▶ _Task_
Output all lines exactly.

───── Material provided ─────

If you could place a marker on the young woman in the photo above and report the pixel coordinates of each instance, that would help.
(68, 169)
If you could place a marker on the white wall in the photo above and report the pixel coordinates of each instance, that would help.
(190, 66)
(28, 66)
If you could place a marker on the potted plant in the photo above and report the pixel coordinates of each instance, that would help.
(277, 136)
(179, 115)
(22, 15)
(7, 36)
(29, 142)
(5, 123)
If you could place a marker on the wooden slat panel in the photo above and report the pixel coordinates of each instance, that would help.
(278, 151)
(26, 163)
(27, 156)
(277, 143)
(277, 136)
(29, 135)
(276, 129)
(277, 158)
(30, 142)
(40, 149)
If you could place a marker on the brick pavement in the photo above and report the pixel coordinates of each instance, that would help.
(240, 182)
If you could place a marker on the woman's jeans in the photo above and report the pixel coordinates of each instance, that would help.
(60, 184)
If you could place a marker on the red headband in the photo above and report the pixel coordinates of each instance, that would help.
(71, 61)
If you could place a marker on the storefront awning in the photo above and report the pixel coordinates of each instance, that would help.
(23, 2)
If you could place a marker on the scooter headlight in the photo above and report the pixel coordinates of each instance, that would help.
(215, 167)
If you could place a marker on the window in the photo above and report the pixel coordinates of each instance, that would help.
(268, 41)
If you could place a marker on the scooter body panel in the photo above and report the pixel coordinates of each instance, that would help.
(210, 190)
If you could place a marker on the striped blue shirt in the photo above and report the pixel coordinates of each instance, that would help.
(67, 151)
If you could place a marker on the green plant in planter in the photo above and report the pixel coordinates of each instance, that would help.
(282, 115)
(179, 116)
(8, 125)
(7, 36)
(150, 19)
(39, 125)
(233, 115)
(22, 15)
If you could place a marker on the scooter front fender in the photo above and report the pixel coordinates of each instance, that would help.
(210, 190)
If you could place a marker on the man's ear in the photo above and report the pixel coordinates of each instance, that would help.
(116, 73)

─────

▶ _Correct result_
If you could place a marker on the young woman in the photo above and report the pixel coordinates of each instance, that would help.
(68, 169)
If you could place a marker on the white wall in the photo above and report the pixel coordinates of each instance, that would help.
(190, 66)
(28, 66)
If you could place a marker on the potted plant in the photo above and report the pixel coordinates of each instance, that would help.
(277, 136)
(179, 115)
(22, 15)
(7, 36)
(29, 142)
(5, 123)
If you could place a marker on the wooden slat panel in the photo above and report the pixel coordinates of each instance, that would help.
(278, 151)
(26, 163)
(27, 156)
(277, 143)
(277, 136)
(29, 135)
(276, 129)
(277, 158)
(30, 142)
(40, 149)
If you could place a marker on the brick pavement in the photo above and report the pixel coordinates of each instance, that would help.
(240, 182)
If you could place a marker on the woman's jeans in the photo above and report the pixel coordinates of each instance, that would help.
(60, 184)
If you could place a marker on the red headband in the photo above and report the pixel coordinates of each instance, that would help.
(71, 61)
If you could place a marker on the storefront awning in the photo above and report the pixel coordinates of each instance, that would help.
(23, 2)
If you could place a marker on the scooter headlight in the photo above and report the pixel coordinates of each instance, that would help.
(215, 167)
If you could place a marker on the window in the photo above and report the pixel coordinates of each instance, that would help.
(268, 41)
If you could place a marker on the scooter body panel in the photo above and report the pixel coordinates of each instance, that would help.
(210, 190)
If you could place a marker on the striped blue shirt in the photo above and report the pixel coordinates of each instance, that would help.
(67, 151)
If you could place a marker on the green plant in planter in the photo above and report the pixel coordinates of each instance, that would help.
(282, 115)
(179, 116)
(8, 125)
(7, 36)
(150, 19)
(39, 125)
(233, 115)
(22, 15)
If you could place a marker on the scooter front fender in the photo above and report the pixel coordinates of each instance, that would help.
(210, 190)
If you could place a marker on the man's ear in the photo above and report the pixel coordinates of each instance, that would help.
(116, 73)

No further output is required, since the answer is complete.